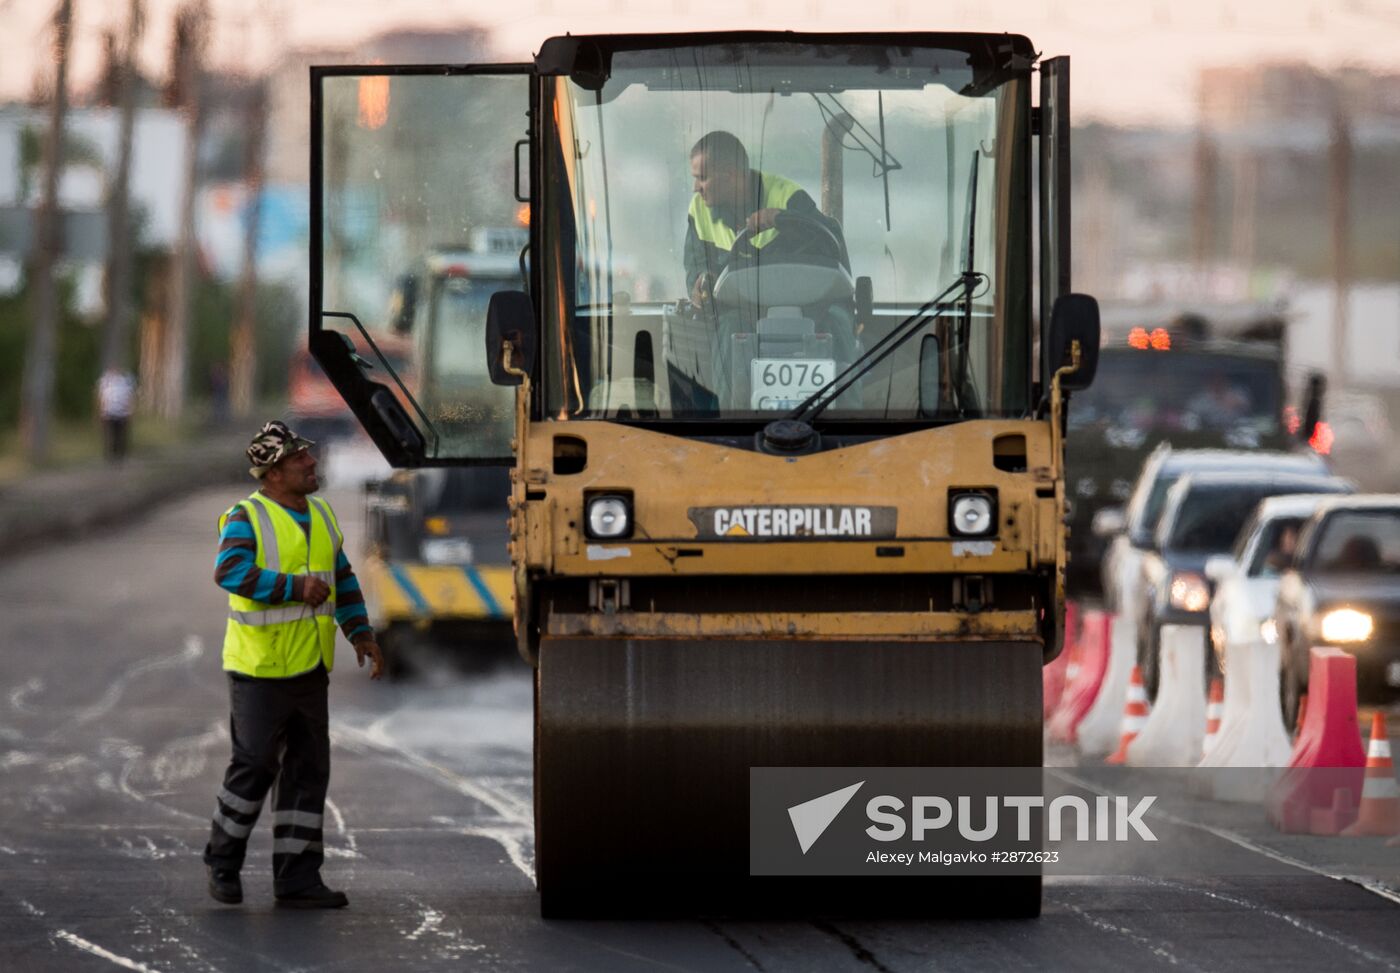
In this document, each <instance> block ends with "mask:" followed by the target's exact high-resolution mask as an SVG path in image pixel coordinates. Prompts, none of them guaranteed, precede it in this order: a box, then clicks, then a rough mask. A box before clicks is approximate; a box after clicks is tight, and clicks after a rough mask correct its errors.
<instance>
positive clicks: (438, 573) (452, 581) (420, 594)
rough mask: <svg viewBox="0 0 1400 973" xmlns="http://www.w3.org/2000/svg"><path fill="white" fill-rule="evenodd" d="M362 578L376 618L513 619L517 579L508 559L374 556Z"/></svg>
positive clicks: (366, 560)
mask: <svg viewBox="0 0 1400 973" xmlns="http://www.w3.org/2000/svg"><path fill="white" fill-rule="evenodd" d="M358 574H360V582H361V585H363V587H364V589H365V599H367V601H368V602H370V617H371V619H374V620H375V623H377V624H388V623H392V622H423V620H440V619H482V620H493V619H498V620H510V619H511V617H512V615H514V610H515V581H514V578H512V575H511V568H510V566H508V564H466V566H462V564H413V563H403V561H384V560H379V559H377V557H370V559H367V560H365V561H364V564H363V567H361V568H358Z"/></svg>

+++

◆ **WRITTEN TASK**
Locate each line of the listing above that contains the string "positive", and copy those lines out in full.

◆ **COMPLETED TASK**
positive clicks: (438, 573) (452, 581) (420, 594)
positive clicks: (366, 560)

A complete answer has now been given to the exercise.